§ Provided passage:
-------
Biologic and organic. Thinking.......



....... What these words really mean.

Actually I can take this the question by two distinct points of view:
- one regards the safety and the health: is what it is sold as “organic” or “bio” really  it?
- what do biologic and organic mean?

I won’t  now debate about the first matter, that is if what is sold for biologic or organic really is or if instead the regulation in some-how is tailored  to cheat us.

I want to debate about the literary meaning and about the miscommunication and confusion it creates and how today we are deranging  our languages, and, with them - as a cause and effect - all the society is swimming in the mod of misunderstood words.

For Biologic the dictionary says: relative to biology.
Biology is the science that studies the alive beings
For Organic the dictionary says: relative to alive beings
Thus Biologic and Organic are synonym .
With the meaning: relative to life.
We, as human beings are biologic or organic
A tree is biologic or organic
A flower is biologic or organic
An egg is biologic or organic.
All the alive material is biologic or organic.
A stone or a piece of iron is not.

Why nowadays for the words “biologic and organic” we intend “grown naturally without the aid of fertilizers and without pesticides or other chemicals extraneous to its life activities”?
Organic and Biologic simply mean “alive”.

Aren’t the eggs made by hen farmed with hormones, alive?
Aren’t the cauliflowers grown with phosphor-fertilizers, alive?
Aren’t the cows-  which meat is destined to human consumption - raised with GMO corn and antibiotics, alive (before slaughtering.... )?
Of course they all are.

So, today we use these two adjectives with a different meaning. Any time we pronounce the word “biologic”, the interlocutor thinks “natural” rather than  “alive”.

Oh oh… I was doing the same mistake:  “natural” can be a synonym of “alive” too. Although a stone is “natural” and not “alive”.

Just a step back: Any time we pronounce the word “biologic”, the interlocutor thinks grown “naturally without the aid of fertilizers and without pesticides or other chemicals extraneous to its life activities”.
He does't think  just “alive”.

Biologic and Organic have entered the spoken - and written - language with this meaning a long ago and now this seems to be the new acquired meaning, recognized and recognizable. We all intend - and believe - “naturally grown without chemicals” when we see “biologic” and “organic”.
-------
§ Collected material:

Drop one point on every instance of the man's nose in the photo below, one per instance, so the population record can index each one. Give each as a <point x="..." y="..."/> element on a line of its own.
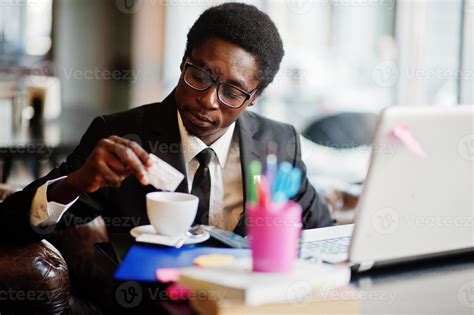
-------
§ Tasks to perform:
A - Rewrite the piece on the words biologic and organic, beginning at the words "Actually I can" and stopping after "relative to biology.", with "miscommunication" changed to "misunderstanding".
B - In the piece on the words biologic and organic, what two things are named as not being biologic or organic?

§ Results for the exercise:
A -
Actually I can take this the question by two distinct points of view:
- one regards the safety and the health: is what it is sold as “organic” or “bio” really  it?
- what do biologic and organic mean?

I won’t  now debate about the first matter, that is if what is sold for biologic or organic really is or if instead the regulation in some-how is tailored  to cheat us.

I want to debate about the literary meaning and about the misunderstanding and confusion it creates and how today we are deranging  our languages, and, with them - as a cause and effect - all the society is swimming in the mod of misunderstood words.

For Biologic the dictionary says: relative to biology.

B - A stone or a piece of iron.